:: GIVEN INSTRUCTION ::
Reproduce the material below verbatim, from the line with "point at the dark foreground land" up to and including the line with "<point>539,481</point>".

:: TASK INPUTS ::
______________________________

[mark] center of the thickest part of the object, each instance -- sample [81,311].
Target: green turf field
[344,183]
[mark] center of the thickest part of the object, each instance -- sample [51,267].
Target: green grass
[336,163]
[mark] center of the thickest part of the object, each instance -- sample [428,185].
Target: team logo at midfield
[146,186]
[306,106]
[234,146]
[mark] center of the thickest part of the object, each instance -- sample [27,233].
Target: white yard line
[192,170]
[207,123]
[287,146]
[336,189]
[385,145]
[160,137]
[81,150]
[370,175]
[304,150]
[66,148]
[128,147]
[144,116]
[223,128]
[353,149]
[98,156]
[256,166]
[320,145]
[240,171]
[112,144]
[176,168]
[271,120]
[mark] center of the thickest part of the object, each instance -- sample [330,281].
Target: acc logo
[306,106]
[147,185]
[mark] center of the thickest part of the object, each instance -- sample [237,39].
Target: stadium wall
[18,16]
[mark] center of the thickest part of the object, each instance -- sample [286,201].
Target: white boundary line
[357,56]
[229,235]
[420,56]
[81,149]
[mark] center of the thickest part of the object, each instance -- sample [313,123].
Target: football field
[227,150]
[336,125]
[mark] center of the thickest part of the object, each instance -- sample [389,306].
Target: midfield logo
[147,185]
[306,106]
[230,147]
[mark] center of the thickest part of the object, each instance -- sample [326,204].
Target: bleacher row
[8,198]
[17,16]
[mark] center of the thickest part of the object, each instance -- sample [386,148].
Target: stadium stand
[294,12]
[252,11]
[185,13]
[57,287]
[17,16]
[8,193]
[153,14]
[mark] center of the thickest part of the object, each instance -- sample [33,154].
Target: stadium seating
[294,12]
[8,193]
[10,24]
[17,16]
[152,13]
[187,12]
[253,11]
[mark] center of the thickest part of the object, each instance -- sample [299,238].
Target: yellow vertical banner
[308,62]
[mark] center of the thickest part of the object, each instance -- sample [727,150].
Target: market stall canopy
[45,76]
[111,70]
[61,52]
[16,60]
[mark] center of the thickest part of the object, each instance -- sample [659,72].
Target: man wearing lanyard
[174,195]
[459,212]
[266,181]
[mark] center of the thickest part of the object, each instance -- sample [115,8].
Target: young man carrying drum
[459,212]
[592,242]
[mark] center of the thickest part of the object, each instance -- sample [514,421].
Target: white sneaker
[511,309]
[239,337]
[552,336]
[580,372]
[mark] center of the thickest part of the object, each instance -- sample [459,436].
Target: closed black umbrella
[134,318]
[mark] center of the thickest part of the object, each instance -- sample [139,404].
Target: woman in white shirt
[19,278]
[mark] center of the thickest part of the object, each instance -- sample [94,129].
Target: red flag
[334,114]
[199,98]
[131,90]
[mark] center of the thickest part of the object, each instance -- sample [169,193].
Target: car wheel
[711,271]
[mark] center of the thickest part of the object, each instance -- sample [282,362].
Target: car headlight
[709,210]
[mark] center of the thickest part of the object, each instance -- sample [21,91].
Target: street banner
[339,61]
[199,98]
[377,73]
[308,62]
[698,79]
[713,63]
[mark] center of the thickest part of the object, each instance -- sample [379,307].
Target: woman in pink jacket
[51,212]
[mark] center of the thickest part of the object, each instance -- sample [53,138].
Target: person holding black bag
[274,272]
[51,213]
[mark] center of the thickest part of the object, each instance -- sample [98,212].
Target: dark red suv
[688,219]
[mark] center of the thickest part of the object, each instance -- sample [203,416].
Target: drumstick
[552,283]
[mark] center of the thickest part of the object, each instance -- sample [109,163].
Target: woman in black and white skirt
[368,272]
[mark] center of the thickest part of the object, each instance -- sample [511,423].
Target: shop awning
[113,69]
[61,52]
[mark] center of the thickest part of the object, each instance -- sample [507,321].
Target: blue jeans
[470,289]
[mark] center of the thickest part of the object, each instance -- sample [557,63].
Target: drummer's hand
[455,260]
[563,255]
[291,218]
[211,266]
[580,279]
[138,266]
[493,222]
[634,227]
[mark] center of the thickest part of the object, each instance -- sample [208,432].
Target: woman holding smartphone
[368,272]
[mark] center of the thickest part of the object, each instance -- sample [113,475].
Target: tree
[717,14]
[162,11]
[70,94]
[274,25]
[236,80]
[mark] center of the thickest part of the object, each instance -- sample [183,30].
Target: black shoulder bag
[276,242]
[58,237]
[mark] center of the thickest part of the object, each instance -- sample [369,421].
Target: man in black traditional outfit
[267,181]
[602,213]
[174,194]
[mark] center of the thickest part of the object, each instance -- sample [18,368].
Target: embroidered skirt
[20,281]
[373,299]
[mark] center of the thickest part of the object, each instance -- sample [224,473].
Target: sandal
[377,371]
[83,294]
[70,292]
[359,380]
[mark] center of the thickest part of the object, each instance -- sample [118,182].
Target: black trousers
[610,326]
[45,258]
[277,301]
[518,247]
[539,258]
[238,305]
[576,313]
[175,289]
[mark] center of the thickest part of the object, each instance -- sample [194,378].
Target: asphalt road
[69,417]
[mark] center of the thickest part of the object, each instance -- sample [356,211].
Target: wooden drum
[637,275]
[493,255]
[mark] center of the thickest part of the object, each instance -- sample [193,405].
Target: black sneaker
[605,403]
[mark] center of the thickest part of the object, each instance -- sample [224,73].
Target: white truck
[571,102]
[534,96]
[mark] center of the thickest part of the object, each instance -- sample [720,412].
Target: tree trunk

______________________________

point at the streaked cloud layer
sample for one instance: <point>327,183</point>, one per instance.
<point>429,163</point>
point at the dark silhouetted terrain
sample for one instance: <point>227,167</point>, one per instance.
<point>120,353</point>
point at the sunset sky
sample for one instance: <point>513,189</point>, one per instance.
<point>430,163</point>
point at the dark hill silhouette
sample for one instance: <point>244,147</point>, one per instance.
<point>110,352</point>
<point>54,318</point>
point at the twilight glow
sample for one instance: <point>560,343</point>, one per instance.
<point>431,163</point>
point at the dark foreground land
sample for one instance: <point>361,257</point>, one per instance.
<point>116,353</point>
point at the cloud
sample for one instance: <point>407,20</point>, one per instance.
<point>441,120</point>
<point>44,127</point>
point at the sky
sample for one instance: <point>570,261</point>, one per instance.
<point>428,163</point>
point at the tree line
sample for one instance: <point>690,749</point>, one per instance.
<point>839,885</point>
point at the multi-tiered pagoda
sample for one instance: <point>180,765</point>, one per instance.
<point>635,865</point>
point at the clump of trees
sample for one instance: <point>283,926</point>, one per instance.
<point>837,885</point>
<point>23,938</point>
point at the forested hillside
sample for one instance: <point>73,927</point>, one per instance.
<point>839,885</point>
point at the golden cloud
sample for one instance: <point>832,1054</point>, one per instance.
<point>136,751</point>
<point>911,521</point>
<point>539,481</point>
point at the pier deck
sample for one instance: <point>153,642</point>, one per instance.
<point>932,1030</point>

______________________________

:: ANSWER IN FULL ::
point at the dark foreground land
sample for one instance: <point>361,257</point>, one per instance.
<point>116,353</point>
point at the cloud
sample for one instance: <point>407,20</point>, one per instance.
<point>441,120</point>
<point>44,127</point>
point at the sky
sample for one instance: <point>570,261</point>, one per instance.
<point>428,163</point>
point at the tree line
sample for one instance: <point>690,749</point>, one per instance.
<point>839,885</point>
point at the multi-tiered pagoda
sample for one instance: <point>180,765</point>, one per instance.
<point>635,865</point>
point at the clump of trees
sample for one instance: <point>283,926</point>, one per instance.
<point>837,885</point>
<point>23,938</point>
point at the forested hillside
sample for one instance: <point>73,927</point>, one per instance.
<point>839,885</point>
point at the golden cloud
sample for one instance: <point>832,1054</point>, one per instance.
<point>136,751</point>
<point>911,521</point>
<point>539,481</point>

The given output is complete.